*Task goal*. The entries below need to be written out exactly, with no pictures included.

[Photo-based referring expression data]
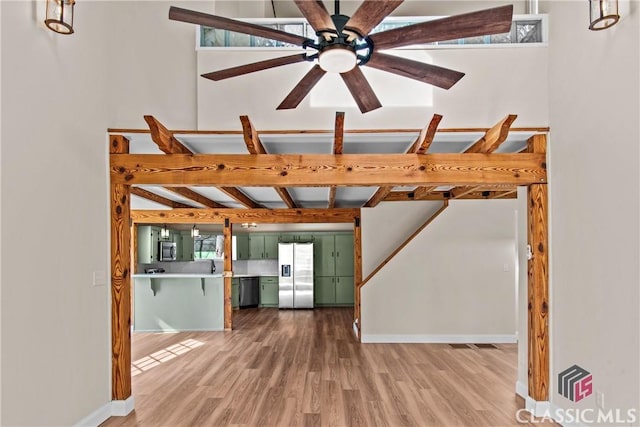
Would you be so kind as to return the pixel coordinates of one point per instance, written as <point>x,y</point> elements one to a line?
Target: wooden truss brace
<point>167,142</point>
<point>338,142</point>
<point>255,146</point>
<point>420,146</point>
<point>140,192</point>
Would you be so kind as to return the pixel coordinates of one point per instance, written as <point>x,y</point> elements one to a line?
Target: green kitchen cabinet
<point>271,246</point>
<point>263,246</point>
<point>269,291</point>
<point>242,246</point>
<point>344,254</point>
<point>324,291</point>
<point>185,248</point>
<point>344,290</point>
<point>256,246</point>
<point>148,238</point>
<point>296,238</point>
<point>286,238</point>
<point>323,255</point>
<point>235,293</point>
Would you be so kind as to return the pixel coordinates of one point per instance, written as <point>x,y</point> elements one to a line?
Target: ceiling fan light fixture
<point>60,16</point>
<point>603,14</point>
<point>337,59</point>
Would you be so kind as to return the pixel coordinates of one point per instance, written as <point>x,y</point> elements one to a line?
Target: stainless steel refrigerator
<point>295,275</point>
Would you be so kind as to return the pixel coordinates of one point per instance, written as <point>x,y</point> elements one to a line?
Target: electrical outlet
<point>600,399</point>
<point>99,278</point>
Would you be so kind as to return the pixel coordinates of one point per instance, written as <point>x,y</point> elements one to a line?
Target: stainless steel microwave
<point>167,251</point>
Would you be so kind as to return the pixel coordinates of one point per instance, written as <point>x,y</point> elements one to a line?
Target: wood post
<point>357,273</point>
<point>538,284</point>
<point>228,268</point>
<point>120,282</point>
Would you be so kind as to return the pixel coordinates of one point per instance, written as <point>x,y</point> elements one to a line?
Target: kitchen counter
<point>193,275</point>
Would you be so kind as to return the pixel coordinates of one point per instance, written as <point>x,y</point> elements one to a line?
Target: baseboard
<point>440,339</point>
<point>115,408</point>
<point>97,417</point>
<point>522,390</point>
<point>121,408</point>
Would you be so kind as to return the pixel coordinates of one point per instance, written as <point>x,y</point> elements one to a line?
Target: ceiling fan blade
<point>255,66</point>
<point>317,15</point>
<point>369,14</point>
<point>303,87</point>
<point>426,73</point>
<point>361,90</point>
<point>205,19</point>
<point>480,23</point>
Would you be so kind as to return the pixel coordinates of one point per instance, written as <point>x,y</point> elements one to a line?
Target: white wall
<point>55,328</point>
<point>595,216</point>
<point>449,283</point>
<point>400,221</point>
<point>152,65</point>
<point>59,96</point>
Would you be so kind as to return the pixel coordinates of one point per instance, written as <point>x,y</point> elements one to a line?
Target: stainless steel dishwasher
<point>249,291</point>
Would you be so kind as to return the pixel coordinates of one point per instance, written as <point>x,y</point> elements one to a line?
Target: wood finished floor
<point>304,368</point>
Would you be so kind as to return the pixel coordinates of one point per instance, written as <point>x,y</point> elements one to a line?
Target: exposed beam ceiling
<point>420,146</point>
<point>255,146</point>
<point>156,198</point>
<point>263,216</point>
<point>168,143</point>
<point>305,170</point>
<point>338,143</point>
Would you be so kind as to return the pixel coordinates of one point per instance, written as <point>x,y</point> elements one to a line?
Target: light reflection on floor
<point>162,356</point>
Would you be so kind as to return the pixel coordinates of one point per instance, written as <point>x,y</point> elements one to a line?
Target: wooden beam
<point>240,197</point>
<point>378,196</point>
<point>255,146</point>
<point>141,192</point>
<point>164,138</point>
<point>405,243</point>
<point>332,197</point>
<point>192,195</point>
<point>488,144</point>
<point>303,170</point>
<point>493,137</point>
<point>424,140</point>
<point>338,144</point>
<point>421,145</point>
<point>459,192</point>
<point>338,133</point>
<point>357,273</point>
<point>238,216</point>
<point>120,282</point>
<point>228,273</point>
<point>166,141</point>
<point>286,197</point>
<point>528,129</point>
<point>408,196</point>
<point>505,194</point>
<point>251,137</point>
<point>538,284</point>
<point>422,192</point>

*Answer for the task*.
Would you be so kind as to return the pixel coordinates of one point per instance, written as <point>x,y</point> elements one to a line?
Target: wooden truss brace
<point>167,142</point>
<point>338,142</point>
<point>255,146</point>
<point>420,146</point>
<point>140,192</point>
Would you be so kind as to return the pixel coordinates of one point per instance, written as <point>x,y</point> elements one to a line?
Target: green kitchen cabinet
<point>271,246</point>
<point>263,246</point>
<point>269,291</point>
<point>242,246</point>
<point>344,254</point>
<point>324,291</point>
<point>185,248</point>
<point>344,290</point>
<point>256,246</point>
<point>148,238</point>
<point>296,238</point>
<point>286,238</point>
<point>323,255</point>
<point>235,293</point>
Would you be so kind as to return the pixel coordinates of one point per instance, written as <point>x,y</point> elements one to a line?
Target: ceiling fan light fixture
<point>60,16</point>
<point>603,14</point>
<point>337,59</point>
Would you be so kind as to return the pixel coordinates of one point per instance, written as <point>x,y</point> elements one to a line?
Target: stainless steel refrigerator
<point>295,275</point>
Would you be so kind as to return the pixel coordinates of one point per instance, written as <point>x,y</point> elements one to a line?
Target: electrical outlet
<point>600,399</point>
<point>99,278</point>
Would you be so kind as to return the pixel coordinates of one point per instance, written as <point>x,y</point> elements one to a line?
Target: stainless steel microwave
<point>167,251</point>
Would you be so kind as to return the pixel coordinates of one point per instance, written as <point>x,y</point> elements one to a line?
Target: wood post
<point>357,273</point>
<point>538,284</point>
<point>228,268</point>
<point>120,282</point>
Would you be so kind as to return the pixel coordinates of one point per instance, written as <point>x,y</point> elements one to a line?
Target: kitchen counter
<point>193,275</point>
Would you be so kind as to return the pixel coordinates of one point per instance, written as <point>x,y</point> elements one to a line?
Target: baseboard
<point>440,339</point>
<point>115,408</point>
<point>97,417</point>
<point>522,390</point>
<point>121,408</point>
Would you be so kind as to return the pixel coordinates of one point per instance, written as <point>x,y</point> elements one to a line?
Target: ceiling fan blade
<point>255,66</point>
<point>317,15</point>
<point>369,14</point>
<point>303,87</point>
<point>426,73</point>
<point>361,90</point>
<point>205,19</point>
<point>480,23</point>
Would you be so kind as to return the pixel coordinates of one point per instance, written as <point>x,y</point> elements one to a line?
Target: white wall
<point>55,328</point>
<point>595,216</point>
<point>449,283</point>
<point>400,221</point>
<point>152,65</point>
<point>59,96</point>
Would you be so kind as to return the pixel coordinates of one point per instance, written as <point>x,y</point> elements one to a line?
Target: stainless steel dishwasher
<point>249,291</point>
Would you be so kind as to return the pixel coordinates of one point per instance, written as <point>x,y</point> elements one to a line?
Target: wood finished floor
<point>304,368</point>
Would you be so kind as to return the pixel coordinates of one point per instance, written as <point>x,y</point> elements one to a line?
Target: exposed beam ceiling
<point>420,146</point>
<point>255,146</point>
<point>156,198</point>
<point>263,216</point>
<point>168,143</point>
<point>305,170</point>
<point>338,143</point>
Would you be so kind as to return the pixel coordinates of one point per instance, written as <point>x,y</point> elements one to a line?
Target: light reflection on floor
<point>162,356</point>
Would you be so kind as to return the pixel coordinates of one point per instance, written as <point>x,y</point> elements one to a line?
Target: wooden beam
<point>240,197</point>
<point>378,196</point>
<point>255,146</point>
<point>141,192</point>
<point>164,138</point>
<point>405,243</point>
<point>332,197</point>
<point>192,195</point>
<point>488,144</point>
<point>303,170</point>
<point>493,137</point>
<point>424,140</point>
<point>338,144</point>
<point>421,145</point>
<point>459,192</point>
<point>338,133</point>
<point>357,273</point>
<point>238,216</point>
<point>120,282</point>
<point>228,273</point>
<point>166,141</point>
<point>286,197</point>
<point>528,129</point>
<point>408,196</point>
<point>505,194</point>
<point>251,137</point>
<point>538,284</point>
<point>422,192</point>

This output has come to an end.